* **TEXT SECTION**
October 17th, 2010 at 4:20 am
An interesting book.
Though, as you say this might well have influenced Christie, it is amazing how many times several writers have the same ideas around the same general time with no real crossover. We tend to think in terms of influence in these cases, and sometimes it is true, but in many cases the same idea will occur independently to several people around the same general time period.
It happens again and again, almost as if certain ideas are floating free out there waiting for the right time to come forth. It’s not at all unusual.
A perfect example is the eerie similarity between the Robert Heinlien scripted film DESTINATION MOON and the Tintin graphic novel where he goes to the Moon. The similarites are startling, right down the the design of the space ship, the space suits, and the Moonscapes used as backgrounds. However, the timing is such that neither could have influenced the other. The only tie between them being the work of Willy Ley and the paintings of Bonestall.
But such literary coincidence happens all the time — much to the frustration of critics and historians who are always looking for firsts and influences.
Sometimes there are none to be found, just as Ian Fleming was unlikely to be thinking of either John Dee or Rudyard Kipling and certainly not Agatha Christie when he named his character James Bond and gave him the code number 007.
Some coincidences are just that.
October 17th, 2010 at 6:25 am
I like that cover. Ultra simple but yet dynamic.
October 17th, 2010 at 4:08 pm
David, I’m reading a mystery tale right now that has a character named Miss Scarlet. Obviously this was read by the makers of Cluedo (Clue)! Right?
There’s also a Colonel, but he’s Colonel Scarlet, not Colonel Mustard, unfortunately. And there’s a Professor, but he’s not a Plum, darn it all. And there is a library, but no billiard room. Blazes!
Connington has a “Miss Marple” (a housekeeper, I think) in The case with Nine Solutions (1928). One might say, a-ha!, this influenced Christie; yet the first Miss Marple story appeared in 1927, apparently (though the first Miss Marple book appeared in 1930). But maybe Christie influenced Connington! But probably not.
That’s amazing how Bill was able to come up with those covers like that! What doesn’t he have (and with dust jackets too)?

* **SET OF TASKS**
1. Output the part of the comment thread from "Connington has a" up to and including "But probably not.", unchanged.
2. Extract each line of the rows that contains the string "Segment".
The comment thread and the rows are unrelated material.

Dataset excerpt
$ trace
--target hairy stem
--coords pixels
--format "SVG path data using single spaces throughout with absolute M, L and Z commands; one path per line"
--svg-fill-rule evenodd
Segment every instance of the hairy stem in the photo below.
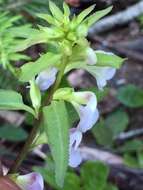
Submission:
M 53 94 L 57 90 L 57 88 L 59 87 L 59 85 L 61 83 L 67 62 L 68 62 L 68 60 L 66 58 L 63 58 L 62 66 L 61 66 L 61 69 L 57 75 L 57 79 L 56 79 L 54 85 L 51 87 L 50 92 L 48 94 L 48 97 L 44 99 L 44 101 L 42 103 L 43 106 L 47 106 L 51 103 L 52 98 L 53 98 Z M 35 137 L 39 131 L 42 118 L 43 118 L 43 114 L 42 114 L 42 110 L 41 110 L 39 113 L 39 119 L 34 120 L 33 129 L 31 131 L 31 133 L 29 134 L 21 152 L 18 154 L 13 166 L 11 167 L 10 171 L 8 172 L 9 174 L 16 173 L 17 170 L 19 169 L 19 166 L 21 165 L 21 163 L 23 162 L 23 160 L 27 156 L 27 154 L 30 150 L 30 147 L 31 147 L 31 145 L 32 145 L 32 143 L 33 143 L 33 141 L 34 141 L 34 139 L 35 139 Z

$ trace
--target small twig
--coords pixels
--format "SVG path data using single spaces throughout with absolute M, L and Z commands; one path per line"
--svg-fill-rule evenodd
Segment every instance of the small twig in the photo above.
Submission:
M 94 36 L 89 35 L 88 39 L 92 42 L 100 43 L 104 48 L 108 48 L 114 52 L 117 52 L 118 54 L 121 54 L 122 56 L 131 58 L 133 60 L 138 60 L 139 62 L 143 62 L 143 55 L 141 53 L 134 52 L 133 50 L 121 47 L 121 45 L 119 46 L 118 44 L 113 44 L 111 42 L 108 42 L 104 38 L 97 35 Z
M 143 14 L 143 1 L 136 3 L 135 5 L 129 7 L 122 12 L 100 20 L 98 23 L 90 28 L 89 35 L 93 36 L 95 33 L 105 32 L 114 28 L 115 26 L 124 25 L 131 20 L 137 18 L 141 14 Z

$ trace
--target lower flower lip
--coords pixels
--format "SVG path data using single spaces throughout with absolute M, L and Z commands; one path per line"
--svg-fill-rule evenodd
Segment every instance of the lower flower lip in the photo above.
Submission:
M 21 188 L 14 183 L 9 177 L 1 176 L 0 177 L 0 189 L 1 190 L 21 190 Z

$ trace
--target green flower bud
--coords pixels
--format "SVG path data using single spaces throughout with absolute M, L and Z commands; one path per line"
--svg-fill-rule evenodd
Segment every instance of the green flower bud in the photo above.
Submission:
M 35 79 L 30 81 L 30 98 L 32 101 L 32 105 L 35 108 L 36 113 L 38 114 L 39 108 L 41 106 L 41 92 L 35 82 Z

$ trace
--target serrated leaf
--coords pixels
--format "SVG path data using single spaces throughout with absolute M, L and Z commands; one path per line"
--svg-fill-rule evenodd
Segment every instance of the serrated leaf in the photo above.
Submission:
M 91 11 L 93 11 L 93 9 L 95 8 L 95 5 L 92 5 L 90 7 L 88 7 L 87 9 L 85 9 L 84 11 L 82 11 L 78 17 L 77 17 L 77 24 L 80 24 L 83 19 L 89 15 L 89 13 L 91 13 Z
M 81 168 L 83 189 L 103 190 L 107 183 L 109 168 L 101 162 L 87 162 Z
M 129 84 L 118 90 L 117 99 L 125 106 L 138 108 L 143 106 L 143 89 Z
M 42 55 L 37 61 L 30 62 L 23 65 L 20 69 L 19 80 L 22 82 L 28 82 L 41 71 L 47 69 L 50 66 L 54 66 L 60 62 L 61 55 L 46 53 Z
M 55 3 L 52 1 L 49 1 L 49 8 L 52 13 L 52 15 L 58 20 L 58 21 L 63 21 L 63 13 L 59 9 L 59 7 L 56 6 Z
M 0 90 L 0 110 L 25 110 L 35 115 L 34 110 L 23 103 L 22 96 L 12 90 Z
M 64 15 L 66 17 L 69 17 L 70 16 L 70 8 L 65 2 L 63 3 L 63 9 L 64 9 Z
M 115 54 L 103 52 L 103 51 L 95 51 L 97 56 L 96 66 L 100 67 L 114 67 L 120 68 L 122 63 L 126 60 Z
M 43 108 L 45 132 L 55 162 L 56 182 L 62 187 L 68 166 L 69 122 L 65 103 L 53 101 Z
M 100 18 L 104 17 L 105 15 L 107 15 L 110 11 L 112 10 L 112 6 L 108 7 L 104 10 L 101 11 L 97 11 L 95 14 L 92 14 L 91 16 L 89 16 L 84 23 L 90 27 L 92 26 L 94 23 L 96 23 Z
M 11 125 L 0 127 L 0 138 L 8 141 L 24 141 L 27 138 L 27 133 L 22 128 L 16 128 Z

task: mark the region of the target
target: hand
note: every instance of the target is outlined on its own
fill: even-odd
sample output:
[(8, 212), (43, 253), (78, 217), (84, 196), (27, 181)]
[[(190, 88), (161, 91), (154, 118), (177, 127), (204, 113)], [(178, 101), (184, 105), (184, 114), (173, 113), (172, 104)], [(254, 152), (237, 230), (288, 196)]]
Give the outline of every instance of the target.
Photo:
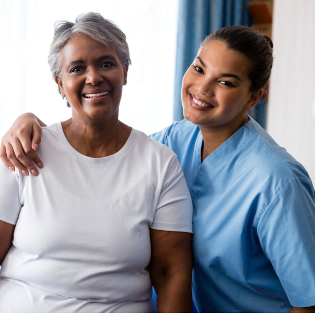
[(33, 114), (23, 114), (3, 136), (0, 158), (11, 170), (14, 171), (16, 166), (25, 175), (29, 174), (27, 169), (34, 175), (38, 175), (38, 170), (29, 158), (38, 167), (43, 167), (43, 162), (35, 152), (41, 141), (41, 125), (45, 126)]

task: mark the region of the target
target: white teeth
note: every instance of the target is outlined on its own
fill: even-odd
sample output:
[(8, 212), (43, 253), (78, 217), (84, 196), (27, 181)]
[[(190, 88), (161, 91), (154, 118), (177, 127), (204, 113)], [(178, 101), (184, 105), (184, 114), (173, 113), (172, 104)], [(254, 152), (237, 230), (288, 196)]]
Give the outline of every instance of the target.
[(205, 107), (207, 108), (210, 108), (210, 107), (213, 107), (210, 104), (206, 104), (206, 103), (203, 103), (202, 102), (200, 102), (198, 100), (196, 100), (194, 97), (192, 98), (192, 100), (194, 101), (194, 103), (196, 103), (197, 105), (201, 106), (201, 107)]
[(95, 94), (84, 94), (84, 96), (85, 97), (97, 97), (98, 96), (107, 95), (109, 93), (109, 92), (104, 92), (103, 93), (97, 93)]

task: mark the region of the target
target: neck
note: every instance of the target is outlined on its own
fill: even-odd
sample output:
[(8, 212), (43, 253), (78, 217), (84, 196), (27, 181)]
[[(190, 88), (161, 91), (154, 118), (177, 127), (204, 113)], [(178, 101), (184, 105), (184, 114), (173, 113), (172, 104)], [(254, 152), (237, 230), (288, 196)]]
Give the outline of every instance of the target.
[(67, 139), (78, 152), (91, 158), (104, 158), (118, 152), (127, 141), (131, 128), (119, 120), (89, 125), (70, 118), (62, 123)]
[(232, 123), (229, 122), (226, 125), (219, 126), (199, 126), (203, 139), (201, 149), (201, 161), (203, 162), (249, 120), (248, 117), (246, 116), (238, 121), (234, 121)]

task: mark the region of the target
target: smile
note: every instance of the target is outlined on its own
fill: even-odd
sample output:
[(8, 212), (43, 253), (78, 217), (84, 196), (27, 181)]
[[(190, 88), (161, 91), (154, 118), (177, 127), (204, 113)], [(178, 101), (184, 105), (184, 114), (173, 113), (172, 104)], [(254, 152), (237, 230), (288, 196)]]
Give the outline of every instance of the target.
[(91, 97), (99, 97), (100, 96), (104, 96), (109, 94), (109, 92), (104, 92), (103, 93), (97, 93), (93, 94), (83, 94), (84, 97), (91, 98)]
[(192, 98), (192, 100), (194, 103), (195, 103), (197, 105), (199, 105), (199, 106), (201, 106), (201, 107), (204, 107), (207, 108), (210, 108), (210, 107), (213, 107), (213, 106), (212, 106), (212, 105), (210, 105), (210, 104), (207, 104), (206, 103), (202, 103), (202, 102), (200, 102), (200, 101), (198, 101), (198, 100), (196, 100), (193, 97)]

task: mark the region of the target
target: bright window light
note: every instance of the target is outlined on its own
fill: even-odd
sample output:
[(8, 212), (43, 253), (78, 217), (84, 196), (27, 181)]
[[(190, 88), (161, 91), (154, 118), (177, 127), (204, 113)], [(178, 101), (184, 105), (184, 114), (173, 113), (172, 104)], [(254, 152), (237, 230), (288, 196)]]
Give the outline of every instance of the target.
[(48, 125), (71, 116), (47, 62), (53, 24), (100, 13), (125, 32), (132, 64), (120, 119), (147, 134), (172, 122), (178, 0), (0, 0), (0, 134), (31, 111)]

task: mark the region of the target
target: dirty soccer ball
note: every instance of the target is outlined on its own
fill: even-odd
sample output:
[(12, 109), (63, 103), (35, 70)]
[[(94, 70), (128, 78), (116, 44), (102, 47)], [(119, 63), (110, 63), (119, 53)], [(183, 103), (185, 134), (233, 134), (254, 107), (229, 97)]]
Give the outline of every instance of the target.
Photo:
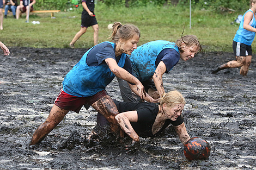
[(188, 161), (206, 160), (210, 156), (211, 147), (205, 140), (194, 137), (186, 143), (184, 152)]

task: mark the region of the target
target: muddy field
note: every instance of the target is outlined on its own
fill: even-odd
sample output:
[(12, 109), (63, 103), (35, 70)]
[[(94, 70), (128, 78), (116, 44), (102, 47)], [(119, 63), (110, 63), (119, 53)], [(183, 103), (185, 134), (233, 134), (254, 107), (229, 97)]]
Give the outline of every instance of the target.
[[(191, 137), (211, 147), (208, 160), (186, 160), (172, 127), (160, 137), (141, 138), (141, 149), (126, 154), (124, 143), (89, 142), (96, 112), (70, 112), (39, 145), (28, 147), (44, 122), (65, 75), (84, 49), (10, 47), (0, 53), (0, 169), (256, 169), (256, 62), (247, 77), (233, 68), (212, 74), (231, 53), (201, 54), (180, 61), (164, 75), (166, 91), (186, 99), (183, 115)], [(255, 52), (254, 52), (255, 53)], [(115, 79), (107, 91), (121, 100)]]

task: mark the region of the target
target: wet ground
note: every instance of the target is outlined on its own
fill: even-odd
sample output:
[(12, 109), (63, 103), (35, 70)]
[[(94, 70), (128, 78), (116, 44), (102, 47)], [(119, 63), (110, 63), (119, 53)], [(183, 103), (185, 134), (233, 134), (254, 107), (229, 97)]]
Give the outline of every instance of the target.
[[(211, 147), (206, 161), (186, 160), (173, 128), (160, 137), (141, 138), (141, 149), (126, 154), (124, 143), (88, 142), (95, 124), (90, 108), (70, 112), (39, 145), (28, 147), (44, 122), (65, 75), (83, 49), (10, 47), (0, 57), (0, 169), (256, 169), (256, 62), (247, 77), (239, 68), (211, 74), (232, 54), (208, 53), (180, 61), (164, 75), (166, 91), (186, 99), (183, 115), (191, 137)], [(116, 79), (107, 91), (121, 100)]]

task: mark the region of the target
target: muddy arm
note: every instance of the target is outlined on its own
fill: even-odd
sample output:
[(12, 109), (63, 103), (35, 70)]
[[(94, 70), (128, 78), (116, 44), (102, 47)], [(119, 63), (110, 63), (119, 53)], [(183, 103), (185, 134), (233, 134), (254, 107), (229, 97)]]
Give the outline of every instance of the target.
[(119, 114), (115, 116), (115, 119), (121, 129), (135, 142), (139, 141), (139, 137), (134, 130), (130, 122), (137, 122), (138, 115), (137, 111), (130, 111)]
[(139, 96), (141, 98), (143, 97), (143, 93), (145, 92), (143, 85), (135, 77), (131, 74), (129, 72), (123, 68), (120, 67), (115, 60), (112, 58), (107, 58), (105, 59), (108, 67), (111, 71), (119, 78), (126, 80), (132, 84), (135, 84), (137, 87)]
[(186, 142), (190, 139), (190, 137), (187, 132), (187, 129), (186, 129), (184, 123), (182, 123), (178, 126), (174, 127), (174, 128), (179, 136), (180, 141), (185, 145)]
[[(129, 85), (130, 88), (131, 89), (131, 90), (133, 92), (135, 93), (137, 95), (139, 96), (139, 92), (137, 90), (137, 87), (135, 85), (132, 85), (128, 83), (128, 84)], [(153, 98), (152, 98), (150, 96), (149, 96), (149, 94), (148, 94), (147, 92), (145, 92), (145, 93), (143, 95), (143, 97), (142, 98), (143, 100), (146, 100), (149, 103), (157, 103), (158, 102), (157, 99), (154, 99)]]
[(160, 97), (162, 97), (163, 94), (164, 93), (162, 77), (163, 73), (164, 73), (166, 71), (166, 65), (163, 61), (161, 61), (158, 65), (157, 67), (156, 67), (153, 75), (154, 83), (155, 83), (156, 90), (157, 90)]
[(2, 42), (0, 41), (0, 47), (3, 50), (4, 53), (4, 55), (9, 55), (10, 54), (10, 51), (9, 51), (8, 48), (7, 48)]

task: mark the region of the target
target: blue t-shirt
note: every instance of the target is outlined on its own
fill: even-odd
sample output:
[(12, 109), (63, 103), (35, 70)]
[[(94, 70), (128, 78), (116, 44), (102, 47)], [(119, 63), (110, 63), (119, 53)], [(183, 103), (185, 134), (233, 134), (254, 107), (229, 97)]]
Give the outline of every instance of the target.
[(130, 56), (133, 71), (141, 81), (152, 78), (161, 61), (168, 72), (180, 59), (180, 52), (175, 44), (168, 41), (149, 42), (138, 47)]
[[(233, 40), (235, 42), (241, 42), (247, 45), (247, 46), (251, 46), (252, 45), (253, 40), (255, 37), (255, 32), (248, 31), (243, 28), (243, 22), (245, 21), (245, 15), (248, 12), (253, 12), (251, 9), (247, 10), (245, 14), (243, 14), (242, 21), (239, 25), (239, 28), (236, 32), (236, 34), (234, 37)], [(249, 25), (256, 28), (256, 21), (255, 20), (254, 15), (253, 14), (253, 17), (249, 23)]]
[(113, 58), (120, 67), (132, 74), (132, 66), (126, 54), (116, 58), (115, 45), (103, 42), (89, 49), (66, 75), (63, 82), (66, 93), (80, 97), (92, 96), (105, 89), (115, 77), (105, 61)]

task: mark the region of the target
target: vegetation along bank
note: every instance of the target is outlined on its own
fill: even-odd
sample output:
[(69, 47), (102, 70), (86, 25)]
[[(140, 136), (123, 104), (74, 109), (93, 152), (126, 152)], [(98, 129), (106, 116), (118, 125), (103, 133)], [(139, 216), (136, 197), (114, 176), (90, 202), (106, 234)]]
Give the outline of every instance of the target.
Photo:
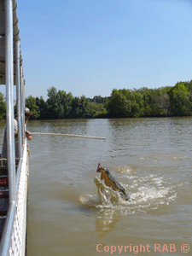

* **TASK-BY-TASK RESULTS**
1.
Connington has a “Miss Marple” (a housekeeper, I think) in The case with Nine Solutions (1928). One might say, a-ha!, this influenced Christie; yet the first Miss Marple story appeared in 1927, apparently (though the first Miss Marple book appeared in 1930). But maybe Christie influenced Connington! But probably not.

2.
Segment every instance of the hairy stem in the photo below.
Segment every instance of the small twig in the photo above.
Segment every instance of the lower flower lip in the photo above.
Segment every instance of the green flower bud in the photo above.
Segment every instance of the serrated leaf in the photo above.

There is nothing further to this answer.